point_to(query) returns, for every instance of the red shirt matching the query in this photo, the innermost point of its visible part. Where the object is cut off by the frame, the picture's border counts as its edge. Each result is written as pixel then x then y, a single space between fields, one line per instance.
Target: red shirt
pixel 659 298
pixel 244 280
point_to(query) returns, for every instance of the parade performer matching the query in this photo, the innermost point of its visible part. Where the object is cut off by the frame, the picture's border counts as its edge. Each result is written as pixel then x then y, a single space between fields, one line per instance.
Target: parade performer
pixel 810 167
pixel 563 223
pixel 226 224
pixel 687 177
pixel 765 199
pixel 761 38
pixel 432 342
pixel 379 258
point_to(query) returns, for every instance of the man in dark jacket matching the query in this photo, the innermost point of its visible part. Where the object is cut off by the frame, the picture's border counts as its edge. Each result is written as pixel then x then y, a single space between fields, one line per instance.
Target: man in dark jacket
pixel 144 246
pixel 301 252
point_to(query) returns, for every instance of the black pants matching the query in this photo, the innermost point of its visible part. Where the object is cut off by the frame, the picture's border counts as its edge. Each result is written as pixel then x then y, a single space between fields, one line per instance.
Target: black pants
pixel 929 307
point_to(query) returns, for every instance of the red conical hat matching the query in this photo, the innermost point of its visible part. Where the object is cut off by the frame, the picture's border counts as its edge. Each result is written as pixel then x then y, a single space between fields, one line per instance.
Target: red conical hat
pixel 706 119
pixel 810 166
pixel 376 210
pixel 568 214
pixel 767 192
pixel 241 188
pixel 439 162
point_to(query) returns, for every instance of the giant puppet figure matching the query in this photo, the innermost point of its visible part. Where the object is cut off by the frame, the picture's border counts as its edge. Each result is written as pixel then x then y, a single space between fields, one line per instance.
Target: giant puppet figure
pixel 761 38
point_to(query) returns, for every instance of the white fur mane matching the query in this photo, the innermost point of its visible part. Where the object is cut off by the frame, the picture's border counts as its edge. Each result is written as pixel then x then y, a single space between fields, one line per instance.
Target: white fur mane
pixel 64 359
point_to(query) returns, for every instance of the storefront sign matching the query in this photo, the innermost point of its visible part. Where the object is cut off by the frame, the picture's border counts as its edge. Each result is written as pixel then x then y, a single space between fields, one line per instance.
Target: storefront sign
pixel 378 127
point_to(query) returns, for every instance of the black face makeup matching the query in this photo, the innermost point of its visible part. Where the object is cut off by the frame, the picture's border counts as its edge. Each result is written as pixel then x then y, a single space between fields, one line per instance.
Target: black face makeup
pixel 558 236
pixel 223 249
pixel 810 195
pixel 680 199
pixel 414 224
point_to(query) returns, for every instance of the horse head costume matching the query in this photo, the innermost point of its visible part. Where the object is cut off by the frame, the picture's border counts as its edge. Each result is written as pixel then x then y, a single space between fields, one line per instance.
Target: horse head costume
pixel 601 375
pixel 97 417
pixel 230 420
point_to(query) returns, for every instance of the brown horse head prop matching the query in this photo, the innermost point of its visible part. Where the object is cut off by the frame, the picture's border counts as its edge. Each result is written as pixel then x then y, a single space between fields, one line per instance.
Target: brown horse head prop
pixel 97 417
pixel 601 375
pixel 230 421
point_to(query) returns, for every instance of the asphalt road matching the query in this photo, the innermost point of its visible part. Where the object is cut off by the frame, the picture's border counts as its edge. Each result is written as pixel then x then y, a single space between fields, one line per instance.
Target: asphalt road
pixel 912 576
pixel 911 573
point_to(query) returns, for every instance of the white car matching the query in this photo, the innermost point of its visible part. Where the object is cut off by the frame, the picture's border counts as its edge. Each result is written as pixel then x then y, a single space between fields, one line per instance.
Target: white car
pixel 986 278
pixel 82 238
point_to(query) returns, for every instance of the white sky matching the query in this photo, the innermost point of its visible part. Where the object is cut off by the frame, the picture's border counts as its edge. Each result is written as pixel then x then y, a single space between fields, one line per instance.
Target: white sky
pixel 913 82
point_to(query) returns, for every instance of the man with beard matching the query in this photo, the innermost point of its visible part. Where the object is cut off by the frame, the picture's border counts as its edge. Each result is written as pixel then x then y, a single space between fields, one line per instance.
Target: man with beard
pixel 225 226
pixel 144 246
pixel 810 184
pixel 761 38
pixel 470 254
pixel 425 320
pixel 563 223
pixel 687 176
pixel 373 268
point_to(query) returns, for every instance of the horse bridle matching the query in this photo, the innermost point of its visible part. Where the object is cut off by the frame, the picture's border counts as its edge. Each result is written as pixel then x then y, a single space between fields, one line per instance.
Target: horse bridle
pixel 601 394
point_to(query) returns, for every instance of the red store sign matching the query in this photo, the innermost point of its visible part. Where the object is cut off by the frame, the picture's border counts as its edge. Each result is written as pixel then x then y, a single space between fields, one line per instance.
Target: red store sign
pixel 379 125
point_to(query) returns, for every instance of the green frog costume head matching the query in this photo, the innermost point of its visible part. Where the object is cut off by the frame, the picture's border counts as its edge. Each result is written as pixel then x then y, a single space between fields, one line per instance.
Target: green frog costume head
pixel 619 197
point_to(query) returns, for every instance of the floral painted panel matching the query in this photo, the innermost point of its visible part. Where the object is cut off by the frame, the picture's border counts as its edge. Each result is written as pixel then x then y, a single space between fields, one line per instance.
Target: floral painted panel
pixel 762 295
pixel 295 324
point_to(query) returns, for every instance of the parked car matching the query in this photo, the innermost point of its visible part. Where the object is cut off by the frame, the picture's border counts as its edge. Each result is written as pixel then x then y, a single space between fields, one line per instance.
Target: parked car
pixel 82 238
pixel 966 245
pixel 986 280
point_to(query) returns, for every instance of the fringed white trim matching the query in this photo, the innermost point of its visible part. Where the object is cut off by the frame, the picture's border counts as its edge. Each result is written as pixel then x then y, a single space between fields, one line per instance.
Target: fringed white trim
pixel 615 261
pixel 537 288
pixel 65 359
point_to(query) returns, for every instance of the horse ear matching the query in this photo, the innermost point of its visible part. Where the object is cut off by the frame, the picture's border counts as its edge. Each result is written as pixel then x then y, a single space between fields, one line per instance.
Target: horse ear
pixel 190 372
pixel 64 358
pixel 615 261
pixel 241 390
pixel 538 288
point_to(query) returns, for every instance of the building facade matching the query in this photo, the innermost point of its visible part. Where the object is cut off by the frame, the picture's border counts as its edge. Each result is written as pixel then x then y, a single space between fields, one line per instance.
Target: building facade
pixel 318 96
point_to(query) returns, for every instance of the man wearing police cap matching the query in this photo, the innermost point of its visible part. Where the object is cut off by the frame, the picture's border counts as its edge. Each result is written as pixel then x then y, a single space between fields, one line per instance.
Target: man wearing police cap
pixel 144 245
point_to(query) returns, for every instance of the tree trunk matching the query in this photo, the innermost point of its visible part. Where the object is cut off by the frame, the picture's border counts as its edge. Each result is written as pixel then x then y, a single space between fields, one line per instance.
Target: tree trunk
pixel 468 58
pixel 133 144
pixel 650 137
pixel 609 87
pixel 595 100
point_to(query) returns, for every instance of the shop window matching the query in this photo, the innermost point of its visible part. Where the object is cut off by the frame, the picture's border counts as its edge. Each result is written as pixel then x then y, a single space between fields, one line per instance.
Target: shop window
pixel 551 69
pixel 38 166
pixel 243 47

══════════

== What you should do ==
Copy every one of the lines above word for word, without changing anything.

== Correct response ==
point_to(query) returns, for every instance of the red shirt matching the query in this photo, the innermost point of its visible part. Where the object is cut off by the frame, the picture's border counts as its edge. Each result is written as pixel then x then y, a single space between fields, one line per instance.
Target: red shirt
pixel 659 298
pixel 244 280
point_to(query) returns, for every instance of the parade performer matching the query in this photo, the innermost point of its visible part. Where the object is cut off by the frame, the picture's border counts as its edge. Each result is written as pixel then x then y, a single space between fields, one line per instance.
Target: parade performer
pixel 810 167
pixel 563 223
pixel 226 224
pixel 687 177
pixel 765 199
pixel 761 38
pixel 432 342
pixel 379 258
point_to(query) returns, for every instance of the man in dark jacket matching the query in this photo, the innermost point of its visible part. Where the object is cut off by the frame, the picture's border counts as its edge. Each result is written as pixel then x then y, a single space between fields, one line per instance.
Target: man in dark jacket
pixel 144 246
pixel 301 252
point_to(query) returns, for every instance of the black pants matching the query in this photo, the innermost point of its visible part. Where the object is cut off by the frame, the picture's border counts as its edge. Each result is written as pixel then x then y, a single space between fields, one line per instance.
Target: black pants
pixel 929 307
point_to(query) returns, for every instance of the red conical hat matching the query in this photo, the innermost point of its visible part. Where the object is cut off by the frame, the picture's border counts as its edge. Each result is written as pixel then x then y, a single space between fields, one line per instance.
Target: red conical hat
pixel 706 119
pixel 810 166
pixel 376 210
pixel 568 214
pixel 767 192
pixel 241 188
pixel 439 162
point_to(query) returns, for every instance of the giant puppet figure matching the query in this photo, the innermost point of its visible part. Where the object is cut off by the frame, the picture's border counts as its edge. Each result is written as pixel then x then y, a single space between fields, one line per instance.
Target: giant puppet figure
pixel 761 38
point_to(query) returns, for every instance of the white fur mane matching the query in this photo, the innermost point of its visible part. Where the object is cut off by the frame, the picture's border counts as its edge. Each result is written as pixel then x then y, a single space between fields, one line per instance.
Target: white fur mane
pixel 64 359
point_to(query) returns, for every instance of the storefront sign matching the query in this photo, the innermost point of its visible part. Where the object is cut off by the frame, the picture's border counts as its edge. Each result is written as pixel then x then y, a single space between fields, one line per instance.
Target: storefront sign
pixel 378 127
point_to(query) returns, for every instance of the black face makeup matching the query in this photo, the innermost point of its visible part. Where the object is cut off by the frame, the picture's border counts as its edge. Each result is written as pixel then x then y, a single space between fields, one line per instance.
Target: black face makeup
pixel 558 236
pixel 223 249
pixel 810 195
pixel 680 199
pixel 414 224
point_to(query) returns, for every instance of the horse head costume matching the query in this photo, the innermost point of its visible part. Where the object is cut off by the frame, the picture's border counts as its edge. Each result is written as pixel then x then y, a single space between fields, one line per instance.
Target: horse head costume
pixel 601 375
pixel 97 417
pixel 230 420
point_to(query) returns, for every instance of the brown horse head prop matching the query in this photo, the innermost point of its visible part. Where the object is cut off by the frame, the picture's border counts as its edge. Each result is written as pixel then x then y, a single space between fields, one line per instance.
Target: brown horse head prop
pixel 97 417
pixel 601 375
pixel 230 421
point_to(query) returns, for every instance of the asphalt road matching the query in this photo, the innermost point of its visible part. Where the object is cut off by the frame, the picture's border counts as its edge. Each result is written as pixel then x then y, a single space between fields, one line per instance.
Target: asphalt road
pixel 912 576
pixel 911 573
point_to(query) returns, for every instance of the white car matching the query in this photo, the innermost point of its visible part. Where the object is cut off by the frame, the picture's border counts as its edge. Each result is written as pixel then x then y, a single space between fields, one line per instance.
Target: white car
pixel 986 278
pixel 82 238
point_to(query) returns, for every instance of the white sky matching the query in this photo, the innermost point of its visible part. Where the object is cut off by the frame, the picture's border counts as its edge. Each result is written as pixel then x then y, a single space between fields, one line per instance.
Target: white sky
pixel 913 82
point_to(query) returns, for every instance of the man with beard matching the query in this photo, the innermost point of its visible part. Where the object is cut off by the frame, the picture's border counts as its edge. Each result is written as pixel then x then y, a single space between fields, one line per instance.
Target: man with beard
pixel 225 226
pixel 144 246
pixel 810 184
pixel 761 38
pixel 470 254
pixel 425 320
pixel 563 223
pixel 687 176
pixel 373 268
point_to(query) returns, for every instance of the horse bridle matching the query in this photo, the innermost point of its visible part. Where the object is cut off by the frame, the picture's border counts as its edge. Each result is written as pixel then x then y, a single space between fields, one line per instance.
Target: horse bridle
pixel 601 394
point_to(query) returns, for every instance of the red store sign matching the query in this photo, the innermost point of its visible part. Where the object is cut off by the frame, the picture's border counts as its edge. Each result is written as pixel then x then y, a single space between fields, one line per instance.
Target: red store sign
pixel 379 125
point_to(query) returns, for every instance of the green frog costume head matching the query in this photo, the innermost point of its visible part. Where the object is cut off by the frame, the picture's border counts as its edge. Each result is written as pixel then x then y, a single space between fields, one line per instance.
Target: green frog costume head
pixel 619 197
point_to(query) returns, for every instance of the floral painted panel matching the query in this photo, the innermost point of its visible part. Where the object is cut off by the frame, the picture's border counts as its edge. Each result is written as pixel then x then y, a single space between fields, one line per instance.
Target: floral painted panel
pixel 762 295
pixel 295 324
point_to(query) returns, for every instance of the parked car matching the query in this photo, the innermost point of its visible part. Where the object is cut off by the frame, the picture's border counts as its edge. Each result is written as pixel then x then y, a single space between fields, one line per instance.
Target: parked car
pixel 82 238
pixel 966 245
pixel 986 280
point_to(query) returns, for every instance of the fringed white trim matching the query in this photo, the innermost point of its visible part. Where the object is cut off by the frame, the picture's border counts as its edge. Each result is written as pixel then x then y, a single space between fields, one line per instance.
Target: fringed white trim
pixel 615 261
pixel 537 288
pixel 65 359
point_to(query) returns, for every instance of the horse ear matching the query in this photo, the innermost point of its visible part. Where the object is cut off by the frame, the picture's border counts as its edge. Each result is written as pixel then x then y, a single space between fields, one line per instance.
Target: horse ear
pixel 190 372
pixel 64 358
pixel 615 261
pixel 241 390
pixel 538 288
point_to(query) returns, for every instance of the building facade matching the query in this photo, the innermost point of its visible part. Where the object is cut off by the frame, the picture's border counts as its edge. Each result is written as pixel then x then y, a single space between fields, one line per instance.
Target: building facade
pixel 318 96
point_to(query) returns, for every instance of the man wearing police cap matching the query in this photo, the innermost point of its visible part. Where the object is cut off by the frame, the picture's border counts as its edge. Each result is written as pixel then x then y, a single space between fields, one line per instance.
Target: man wearing police cap
pixel 144 245
point_to(query) returns, for every instance of the tree trunk matching the query in this photo, the innermost point of its visible part. Where the object is cut off by the frame, the picture's border counts as its edge. Each result is written as pixel then x then y, a single space between fields, one line per instance.
Target: tree trunk
pixel 468 58
pixel 133 144
pixel 650 137
pixel 609 87
pixel 595 100
point_to(query) returns, for every instance of the shop window matching the query in this photo, the innermost point of its visible part. Where the object is cut off by the frame, the picture's border counts as its edge. Each result is written as pixel then x then y, a single space between fields, one line per instance.
Target: shop window
pixel 551 69
pixel 38 166
pixel 243 47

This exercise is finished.